==== Supplied entries

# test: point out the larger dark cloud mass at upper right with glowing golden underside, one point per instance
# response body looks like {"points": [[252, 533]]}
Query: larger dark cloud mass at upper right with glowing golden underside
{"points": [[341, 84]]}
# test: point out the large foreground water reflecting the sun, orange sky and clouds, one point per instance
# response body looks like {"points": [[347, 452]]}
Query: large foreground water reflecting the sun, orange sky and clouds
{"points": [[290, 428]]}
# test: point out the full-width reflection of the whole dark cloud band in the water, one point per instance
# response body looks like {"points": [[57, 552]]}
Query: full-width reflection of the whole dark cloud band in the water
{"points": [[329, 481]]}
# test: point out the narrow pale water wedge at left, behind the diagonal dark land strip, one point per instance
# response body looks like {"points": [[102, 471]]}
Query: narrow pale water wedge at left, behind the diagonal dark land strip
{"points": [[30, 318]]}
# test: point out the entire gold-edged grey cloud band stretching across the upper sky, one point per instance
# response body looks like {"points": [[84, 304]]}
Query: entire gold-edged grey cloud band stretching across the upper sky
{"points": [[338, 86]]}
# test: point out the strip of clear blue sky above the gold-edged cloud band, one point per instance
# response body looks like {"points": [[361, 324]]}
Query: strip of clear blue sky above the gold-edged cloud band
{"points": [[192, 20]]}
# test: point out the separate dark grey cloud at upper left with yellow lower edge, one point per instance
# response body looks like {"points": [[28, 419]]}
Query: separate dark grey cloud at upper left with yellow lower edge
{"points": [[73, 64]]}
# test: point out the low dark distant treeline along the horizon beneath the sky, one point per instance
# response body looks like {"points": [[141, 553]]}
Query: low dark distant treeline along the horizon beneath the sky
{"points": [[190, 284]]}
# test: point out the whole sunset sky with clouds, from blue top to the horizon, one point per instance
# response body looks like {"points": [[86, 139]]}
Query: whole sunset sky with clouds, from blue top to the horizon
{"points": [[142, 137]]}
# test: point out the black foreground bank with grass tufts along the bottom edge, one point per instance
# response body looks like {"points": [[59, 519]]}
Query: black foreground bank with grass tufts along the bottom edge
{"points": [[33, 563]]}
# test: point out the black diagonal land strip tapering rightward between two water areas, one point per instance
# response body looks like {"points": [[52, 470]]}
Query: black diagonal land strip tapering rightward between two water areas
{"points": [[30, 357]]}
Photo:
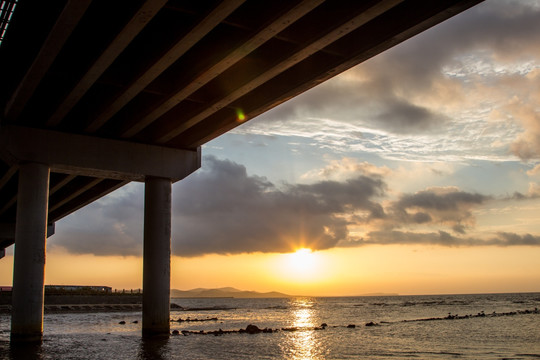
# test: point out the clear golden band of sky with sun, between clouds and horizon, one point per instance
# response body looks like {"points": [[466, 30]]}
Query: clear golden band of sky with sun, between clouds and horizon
{"points": [[337, 272]]}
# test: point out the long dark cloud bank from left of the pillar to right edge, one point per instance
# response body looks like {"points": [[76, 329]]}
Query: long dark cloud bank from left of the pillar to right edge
{"points": [[221, 209]]}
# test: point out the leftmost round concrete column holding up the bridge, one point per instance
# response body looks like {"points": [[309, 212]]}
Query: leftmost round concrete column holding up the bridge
{"points": [[29, 261]]}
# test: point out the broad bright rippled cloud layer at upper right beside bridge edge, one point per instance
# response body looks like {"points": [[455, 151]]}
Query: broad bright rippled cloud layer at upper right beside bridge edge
{"points": [[442, 95]]}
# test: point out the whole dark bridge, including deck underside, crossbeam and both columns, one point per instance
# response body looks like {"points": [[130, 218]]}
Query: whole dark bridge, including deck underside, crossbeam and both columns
{"points": [[98, 93]]}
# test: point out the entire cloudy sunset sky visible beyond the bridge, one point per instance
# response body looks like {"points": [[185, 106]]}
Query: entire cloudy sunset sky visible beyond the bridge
{"points": [[415, 172]]}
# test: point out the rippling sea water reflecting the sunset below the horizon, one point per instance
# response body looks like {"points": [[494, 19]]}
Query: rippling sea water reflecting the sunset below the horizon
{"points": [[491, 326]]}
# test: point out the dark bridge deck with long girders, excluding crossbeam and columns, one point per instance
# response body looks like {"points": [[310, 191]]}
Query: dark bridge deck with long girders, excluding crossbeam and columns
{"points": [[177, 73]]}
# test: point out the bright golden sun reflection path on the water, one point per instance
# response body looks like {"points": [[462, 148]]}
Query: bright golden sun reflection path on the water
{"points": [[304, 344]]}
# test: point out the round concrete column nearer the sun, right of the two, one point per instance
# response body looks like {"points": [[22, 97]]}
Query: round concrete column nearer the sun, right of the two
{"points": [[157, 257]]}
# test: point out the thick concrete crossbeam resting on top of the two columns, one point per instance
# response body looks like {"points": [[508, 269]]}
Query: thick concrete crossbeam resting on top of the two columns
{"points": [[96, 157]]}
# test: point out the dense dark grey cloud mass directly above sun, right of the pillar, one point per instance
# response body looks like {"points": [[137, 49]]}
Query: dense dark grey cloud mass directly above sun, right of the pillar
{"points": [[224, 210]]}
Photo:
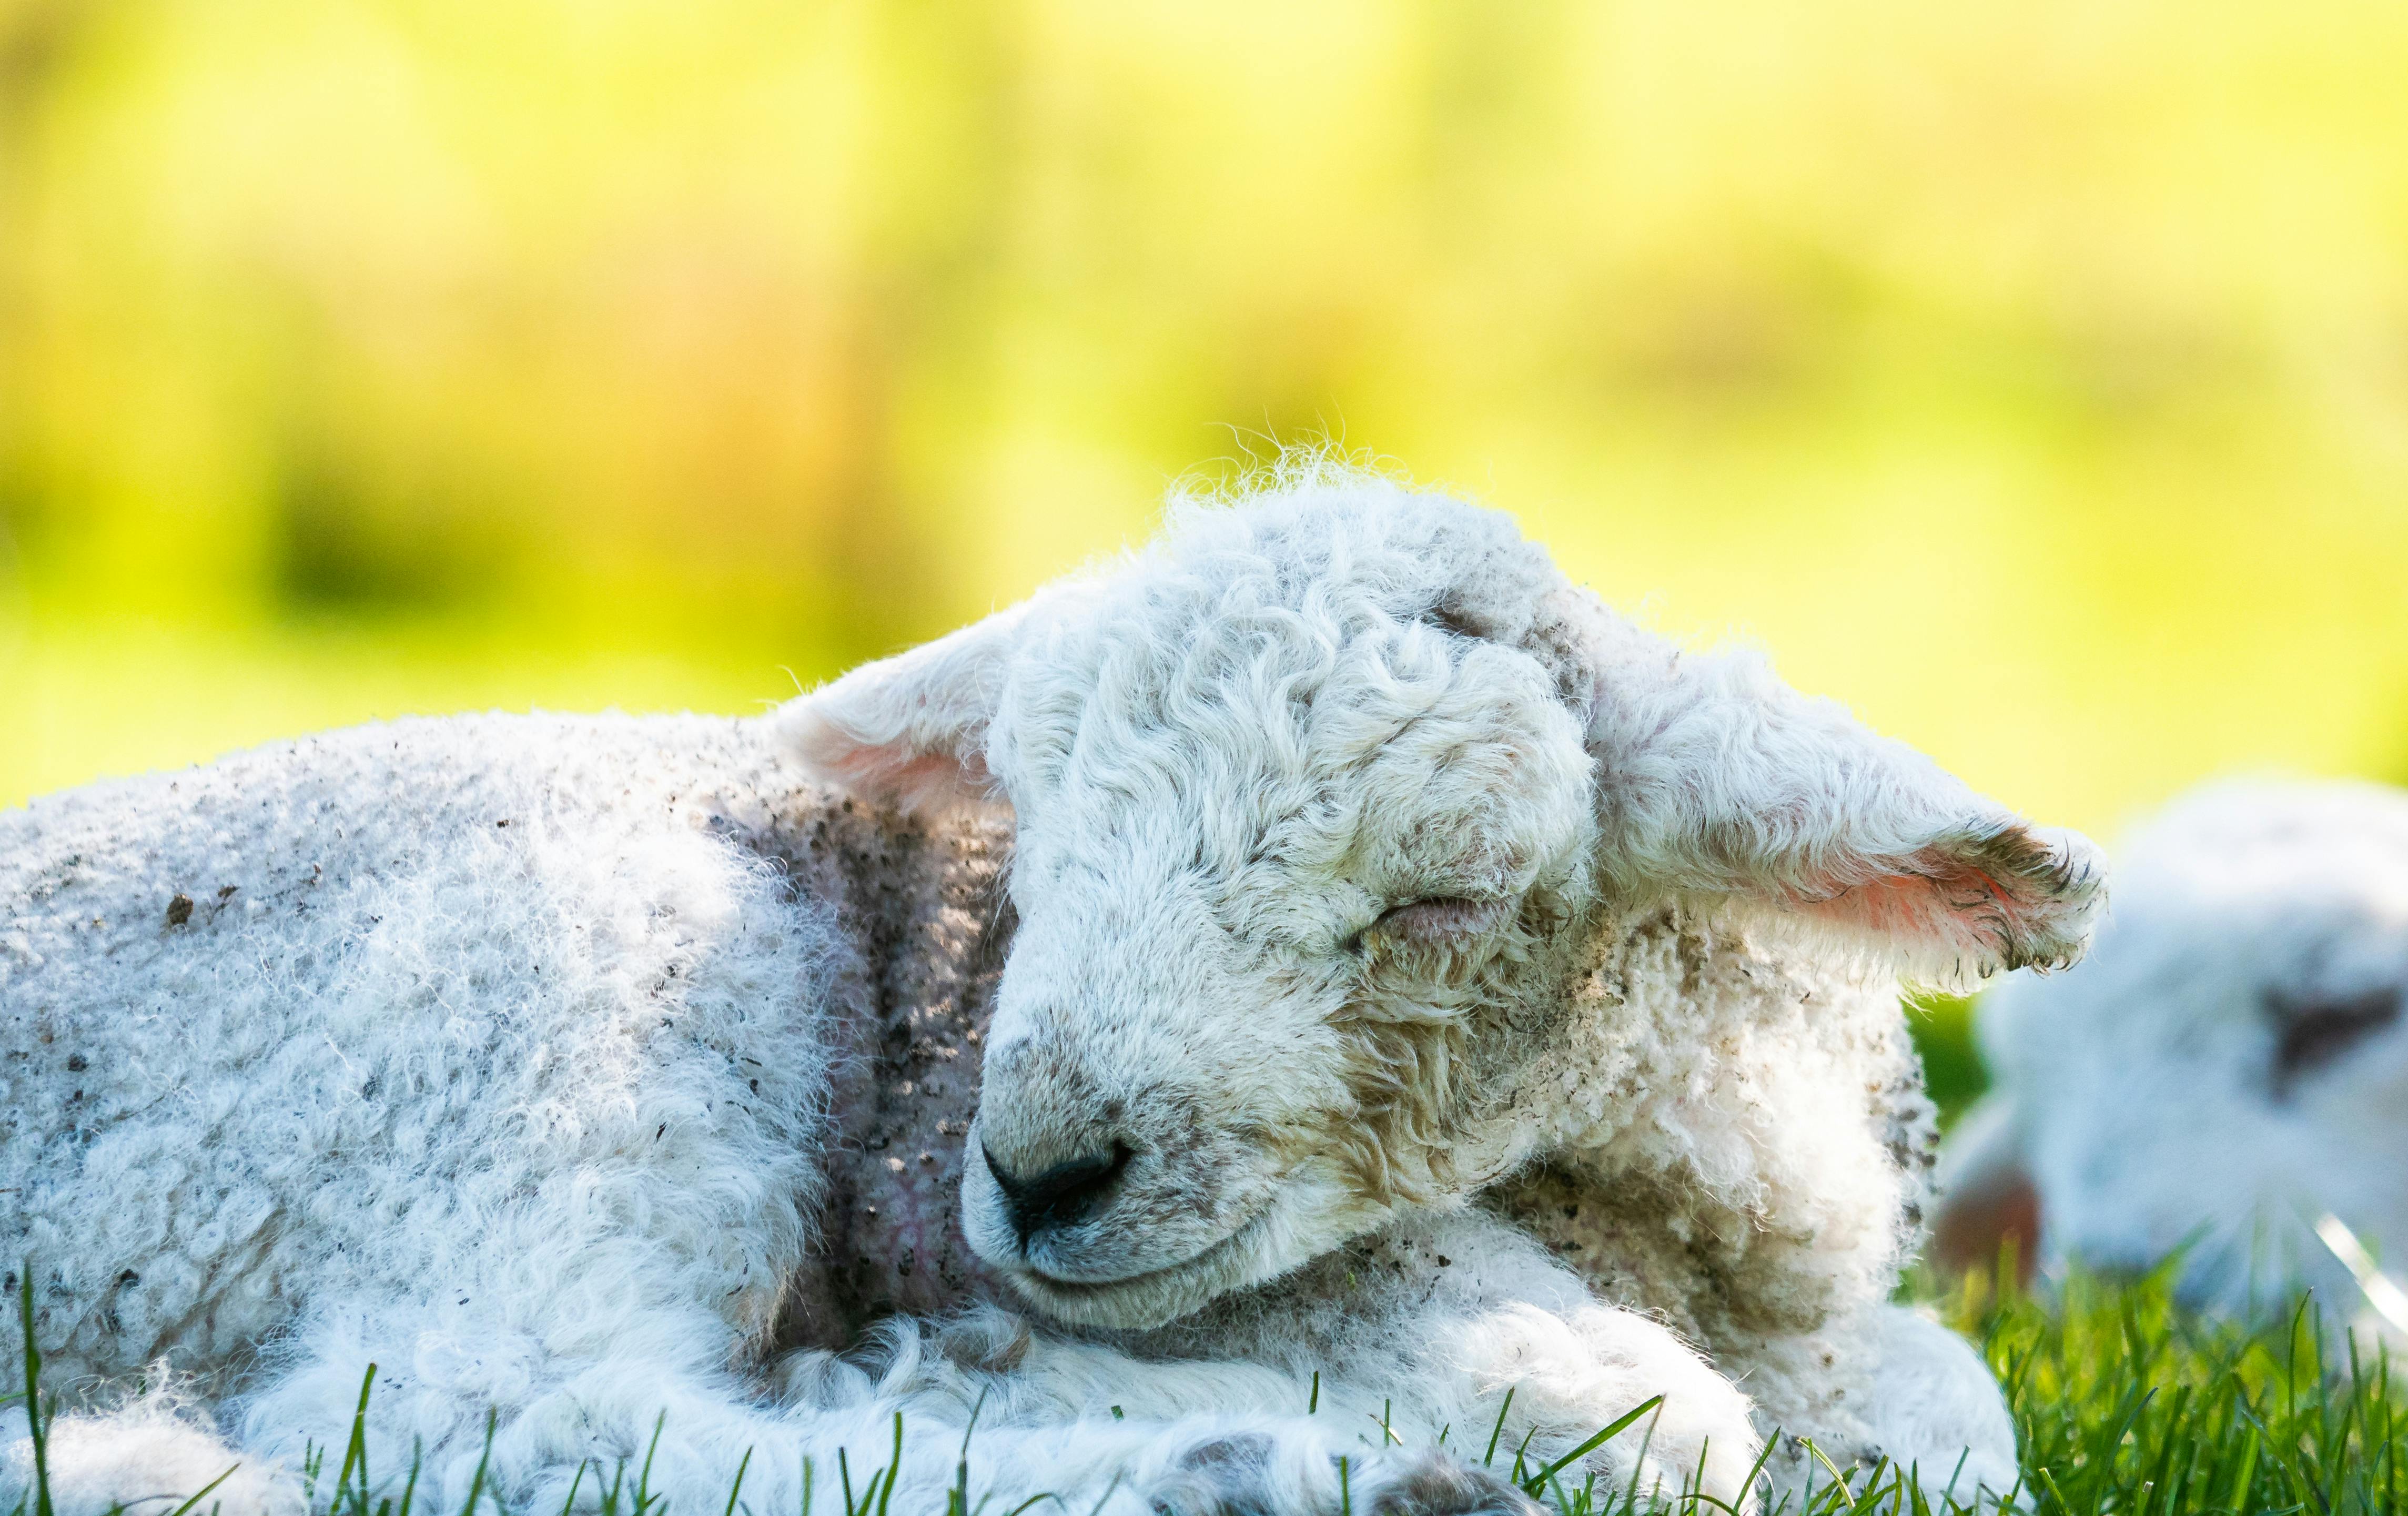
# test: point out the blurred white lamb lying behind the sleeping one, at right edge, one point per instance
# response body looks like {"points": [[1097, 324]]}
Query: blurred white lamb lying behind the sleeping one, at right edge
{"points": [[2226, 1072]]}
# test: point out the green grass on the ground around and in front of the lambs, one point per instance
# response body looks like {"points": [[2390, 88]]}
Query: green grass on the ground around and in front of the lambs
{"points": [[2125, 1407]]}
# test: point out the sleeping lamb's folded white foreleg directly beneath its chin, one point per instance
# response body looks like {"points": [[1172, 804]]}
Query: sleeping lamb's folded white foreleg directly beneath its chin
{"points": [[1420, 1334]]}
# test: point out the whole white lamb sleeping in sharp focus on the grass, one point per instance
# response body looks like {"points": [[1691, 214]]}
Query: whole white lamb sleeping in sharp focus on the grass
{"points": [[1405, 973]]}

========

Give an exact copy of the data, and omit any pictures it holds.

> _Task output_
# test: point out the larger dark cloud mass at upper right with glowing golden underside, one point per instance
# response body looks like {"points": [[252, 533]]}
Query: larger dark cloud mass at upper right with glowing golden underside
{"points": [[341, 84]]}
# test: point out the large foreground water reflecting the sun, orange sky and clouds, one point per instance
# response body looks like {"points": [[347, 452]]}
Query: large foreground water reflecting the sun, orange sky and clouds
{"points": [[290, 428]]}
# test: point out the full-width reflection of the whole dark cloud band in the water, one point per instance
# response body looks like {"points": [[57, 552]]}
Query: full-width reflection of the whole dark cloud band in the water
{"points": [[329, 481]]}
# test: point out the narrow pale water wedge at left, behind the diagonal dark land strip, one point per instance
# response body looks like {"points": [[102, 471]]}
Query: narrow pale water wedge at left, behind the diagonal dark land strip
{"points": [[30, 318]]}
# test: point out the entire gold-edged grey cloud band stretching across the upper sky, one point per instance
# response body looks like {"points": [[84, 304]]}
Query: entire gold-edged grey cloud band stretching across the upper sky
{"points": [[338, 86]]}
# test: point out the strip of clear blue sky above the gold-edged cloud band, one point per instance
# response body looks like {"points": [[361, 324]]}
Query: strip of clear blue sky above the gold-edged cloud band
{"points": [[192, 20]]}
# test: point out the separate dark grey cloud at upper left with yellow lower edge, one point per instance
# response body looks like {"points": [[28, 419]]}
Query: separate dark grey cloud at upper left with yellow lower edge
{"points": [[73, 64]]}
# test: point out the low dark distant treeline along the horizon beneath the sky, one point per instance
# response body looks like {"points": [[141, 553]]}
Query: low dark distant treeline along the horizon beneath the sky
{"points": [[190, 284]]}
# test: point out the whole sunset sky with clouds, from blue top to the horizon, one point per instance
# response body looks like {"points": [[86, 139]]}
Query: whole sunset sky with clouds, from blue top to the horizon
{"points": [[142, 137]]}
# test: point out the black foreground bank with grass tufts along the bottom edge, one point per instance
# response body looks like {"points": [[59, 519]]}
Query: black foreground bank with grass tufts along the bottom edge
{"points": [[33, 563]]}
# test: point out the black diagonal land strip tapering rightward between two water areas, one point per instance
# response body looks like {"points": [[52, 470]]}
Query: black diagonal land strip tapering rightward between two water areas
{"points": [[30, 357]]}
Photo:
# test: point out the clear golden band of sky with sun, between clouds and horizon, one point per instance
# response body looks like {"points": [[466, 30]]}
Query: clear golden band of sky with sun, between clouds and horizon
{"points": [[337, 272]]}
# test: point out the long dark cloud bank from left of the pillar to right edge, one point per instance
# response body looks like {"points": [[76, 329]]}
Query: long dark cloud bank from left of the pillar to right edge
{"points": [[221, 209]]}
# test: point out the leftmost round concrete column holding up the bridge, one point per instance
# response body looks like {"points": [[309, 212]]}
Query: leftmost round concrete column holding up the bridge
{"points": [[29, 261]]}
# test: point out the broad bright rippled cloud layer at upper right beside bridge edge, one point per instance
# response body looks like {"points": [[455, 151]]}
Query: broad bright rippled cloud layer at upper right beside bridge edge
{"points": [[442, 95]]}
# test: point out the whole dark bridge, including deck underside, crossbeam and both columns, one point per instance
# response body looks like {"points": [[130, 218]]}
Query: whole dark bridge, including deck underside, crossbeam and both columns
{"points": [[98, 93]]}
# test: point out the entire cloudy sunset sky visible beyond the bridge, one point per instance
# response body looks like {"points": [[185, 106]]}
Query: entire cloudy sunset sky visible beyond the bridge
{"points": [[415, 172]]}
# test: point out the rippling sea water reflecting the sunset below the horizon, one point per instance
# response body looks like {"points": [[494, 19]]}
Query: rippling sea water reflecting the sunset below the horizon
{"points": [[491, 326]]}
# test: point out the dark bridge deck with long girders, excluding crossbeam and columns, one point per instance
# response body looks like {"points": [[310, 191]]}
Query: dark bridge deck with long girders, excluding crossbeam and columns
{"points": [[177, 73]]}
# test: point out the bright golden sun reflection path on the water, one point per instance
# response body looks like {"points": [[462, 148]]}
Query: bright golden sun reflection path on the water
{"points": [[304, 344]]}
# test: point out the round concrete column nearer the sun, right of the two, one point per instance
# response body looks like {"points": [[22, 97]]}
Query: round concrete column nearer the sun, right of the two
{"points": [[157, 257]]}
# test: point out the thick concrete crossbeam resting on top of the two columns, one point per instance
# response body looks like {"points": [[508, 269]]}
Query: thick concrete crossbeam resting on top of the two columns
{"points": [[96, 157]]}
# test: point out the dense dark grey cloud mass directly above sun, right of the pillar, one point per instance
# response body looks like {"points": [[137, 49]]}
Query: dense dark grey cloud mass directly above sun, right of the pillar
{"points": [[224, 210]]}
Photo:
# test: point out the blurred white lamb lying behind the sleeping one, at right edge, one point per instance
# response body looks like {"points": [[1097, 324]]}
Query: blurred white lamb lying behind the sleeping one, at right edge
{"points": [[2226, 1072]]}
# test: point out the green grass on the ground around and in front of the lambs, one point per instance
# response body looks like {"points": [[2390, 88]]}
Query: green grass on the ground around and in front of the lambs
{"points": [[2125, 1407]]}
# test: point out the sleeping lamb's folded white foreleg directly beneath its chin, one point per instance
# response body looks like {"points": [[1172, 804]]}
Query: sleeping lamb's folded white foreleg directly beneath its chin
{"points": [[1420, 1334]]}
# test: point out the whole white lamb sleeping in sharp focus on the grass, one point per instance
# response body looks like {"points": [[1691, 214]]}
Query: whole white lamb sleeping in sharp focus on the grass
{"points": [[1405, 973]]}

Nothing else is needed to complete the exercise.